**Your objective**. The listing beneath should be written out in full, exactly as shown.

**Data for analysis**.
========================================
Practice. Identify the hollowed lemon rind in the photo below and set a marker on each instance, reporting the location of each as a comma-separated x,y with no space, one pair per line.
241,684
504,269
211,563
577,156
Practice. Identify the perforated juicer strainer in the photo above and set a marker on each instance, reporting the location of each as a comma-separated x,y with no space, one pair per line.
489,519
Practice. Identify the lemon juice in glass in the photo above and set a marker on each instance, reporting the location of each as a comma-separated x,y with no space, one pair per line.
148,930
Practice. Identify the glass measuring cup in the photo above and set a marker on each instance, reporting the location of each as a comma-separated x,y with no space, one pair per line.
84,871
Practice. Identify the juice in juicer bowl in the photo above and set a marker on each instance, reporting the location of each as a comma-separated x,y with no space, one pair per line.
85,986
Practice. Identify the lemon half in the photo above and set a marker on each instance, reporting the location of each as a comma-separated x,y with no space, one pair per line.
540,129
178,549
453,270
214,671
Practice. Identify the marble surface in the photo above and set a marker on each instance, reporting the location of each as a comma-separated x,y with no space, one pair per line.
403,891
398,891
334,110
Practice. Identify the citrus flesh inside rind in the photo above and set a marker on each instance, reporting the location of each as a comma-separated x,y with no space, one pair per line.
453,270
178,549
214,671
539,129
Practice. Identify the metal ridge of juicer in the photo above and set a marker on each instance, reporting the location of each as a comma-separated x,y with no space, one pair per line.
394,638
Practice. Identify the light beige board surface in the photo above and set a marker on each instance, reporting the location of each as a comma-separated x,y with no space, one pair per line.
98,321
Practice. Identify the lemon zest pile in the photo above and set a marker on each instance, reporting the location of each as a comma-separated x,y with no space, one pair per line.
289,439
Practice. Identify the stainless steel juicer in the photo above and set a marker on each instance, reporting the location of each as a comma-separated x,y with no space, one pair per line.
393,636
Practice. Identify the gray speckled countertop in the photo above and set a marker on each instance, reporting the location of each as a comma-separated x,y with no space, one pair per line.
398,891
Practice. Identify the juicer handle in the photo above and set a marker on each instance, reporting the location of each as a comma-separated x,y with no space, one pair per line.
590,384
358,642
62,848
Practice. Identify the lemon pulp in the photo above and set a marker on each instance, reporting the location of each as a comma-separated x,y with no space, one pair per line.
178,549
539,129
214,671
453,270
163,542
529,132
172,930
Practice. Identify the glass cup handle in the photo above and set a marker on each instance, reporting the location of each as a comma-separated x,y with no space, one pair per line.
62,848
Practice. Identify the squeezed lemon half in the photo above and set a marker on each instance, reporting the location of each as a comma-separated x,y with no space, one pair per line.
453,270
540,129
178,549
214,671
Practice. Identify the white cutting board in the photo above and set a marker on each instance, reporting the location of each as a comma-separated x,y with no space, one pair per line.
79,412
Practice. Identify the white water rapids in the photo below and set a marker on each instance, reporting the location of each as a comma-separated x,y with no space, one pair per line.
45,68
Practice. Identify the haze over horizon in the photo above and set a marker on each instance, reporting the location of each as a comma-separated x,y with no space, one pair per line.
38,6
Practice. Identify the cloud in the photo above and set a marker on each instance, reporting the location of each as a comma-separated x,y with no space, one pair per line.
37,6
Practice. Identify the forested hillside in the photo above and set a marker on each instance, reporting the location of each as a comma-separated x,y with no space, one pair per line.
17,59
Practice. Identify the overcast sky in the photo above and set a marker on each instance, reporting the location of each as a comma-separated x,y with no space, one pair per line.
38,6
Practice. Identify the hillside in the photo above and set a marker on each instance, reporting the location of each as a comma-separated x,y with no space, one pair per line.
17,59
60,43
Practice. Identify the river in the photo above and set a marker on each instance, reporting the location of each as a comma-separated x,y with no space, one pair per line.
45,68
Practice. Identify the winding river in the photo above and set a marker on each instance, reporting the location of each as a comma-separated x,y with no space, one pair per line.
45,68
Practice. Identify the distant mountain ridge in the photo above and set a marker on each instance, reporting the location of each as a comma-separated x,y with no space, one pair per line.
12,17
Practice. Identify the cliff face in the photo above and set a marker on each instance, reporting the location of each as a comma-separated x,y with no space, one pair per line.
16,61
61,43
========================================
**Answer for the task**.
Practice. Identify the hollowed lemon rind in the photo below and set a marker on each instance, reporting the location of each as a comma-separated x,y with no space, one pair per line.
241,684
504,269
211,563
577,156
Practice. Identify the perforated juicer strainer in the photo above and set a marker on each instance, reporting the location of each as a comma-separated x,y with no space, one pair per line.
489,519
Practice. Identify the lemon juice in glass in the photo above and set a marker on each instance, reporting the location of each as a comma-separated x,y with no space, one pair per line.
148,930
Practice. Identify the glass measuring cup in the photo above and set a marker on each instance, reporting the location of each as a comma-separated x,y with no space, one pair per line.
84,871
Practice. Identify the juice in juicer bowl in the photo above and set a marker on each instance, reporting the location of each as a comma-separated x,y with no space, one pair per line.
85,986
Practice. Identify the lemon half in the photo above and set a marker on each instance, reporting the location of each as a comma-separated x,y with no space, one pair per line.
540,129
178,549
453,270
214,671
Practice. Identify the marble surface in the photo above and set a marker on each instance, reporting the location of each as a comma-separated x,y with no space, one pair per line.
403,891
398,891
334,110
Practice. Identify the citrus flesh inside rind in the photo above and set a marker on each instance, reporting the location of each as a comma-separated x,y with no space, one pair per line.
453,270
178,549
214,671
539,129
Practice. Identify the metal ridge of juicer in the photo above and set a marker on each instance, reporting the location of each as a comma-separated x,y with no space, one pair per line.
394,638
Practice. Identify the light beige board surface in the photo above and set a marker on each instance, reporting the location of each as a comma-separated x,y with no space, one pair per line.
98,321
Practice. Identify the lemon zest pile in the photo above and set a marker on each instance, reporting the location of each as a comma-separated x,y with no space, one pair per line.
289,439
Practice. Identify the stainless steel juicer in the photo above and set a marker on each instance, reporting the location of each as a comma-separated x,y with no space, one pair per line.
393,636
Practice. Identify the gray speckled countertop in the photo above and set a marker on each instance, reporting the location of each as a comma-separated x,y with no space, one pair per line.
398,891
Practice. Identify the juicer handle in the photo above and set a marker on each instance, reporting the location of each as a comma-separated x,y with no space, one pair per line.
590,384
358,642
62,848
Practice. Identify the lemon pulp in the photo above and set a marker on each instance, reporting the location of each as a comma-separated x,y with no space, one pair per line.
178,549
539,129
214,671
453,270
163,542
529,132
172,930
Practice. Identify the glass cup handle in the photo above and set a marker on each instance, reporting the location of each as a comma-separated x,y with no space, one pair per line.
62,848
Practice. Identify the squeezed lemon half in the photo above and set a marker on each instance, reporting the location of each as a comma-separated x,y with no space, one pair per line.
453,270
540,129
178,549
214,671
Practice. Identify the white cutting board in the photo above and set a marker on each instance, reporting the location of each as a comma-separated x,y with no space, one pair per line.
79,412
Practice. Identify the white water rapids in the photo below and set a marker on each instance, reporting the location of each as a comma-separated x,y with no space, one pair per line.
45,68
Practice. Identify the haze over horizon in the photo above and set a marker on each instance, reporting the location of each as a comma-separated x,y with no space, one pair per line.
38,6
Practice. Identify the cloud in the photo above and set a marker on each instance, reporting the location of each as a comma-separated x,y with no space, one pair per line.
37,6
Practice. Identify the forested hillside in the photo above and set a marker on each instance, reporting the location of each as a comma-separated x,y with no space, one pair per line.
17,59
Practice. Identify the overcast sky in the photo above and set a marker on each instance, reporting the location of each as a comma-separated x,y with no space, one pair per line.
38,6
Practice. Identify the hillside in the photo above and set a marker on each instance, reporting the location of each as a comma-separated x,y with no space, one pair per line.
17,59
60,43
Practice. Identify the river in the photo above and set a marker on each instance, reporting the location of each as a comma-separated x,y with no space, one pair per line.
45,68
Practice. Identify the winding river in the photo above and set a marker on each instance, reporting the location of each as a comma-separated x,y with no space, one pair per line.
45,68
Practice. Identify the distant mountain ridge in the photo above and set a marker on each instance, reporting the location of each as a comma-separated x,y with no space, one pair per line.
12,17
Practice. Identify the cliff face in the photo above and set a marker on each instance, reporting the location of each as a comma-separated x,y with no space, one pair per line.
16,61
61,43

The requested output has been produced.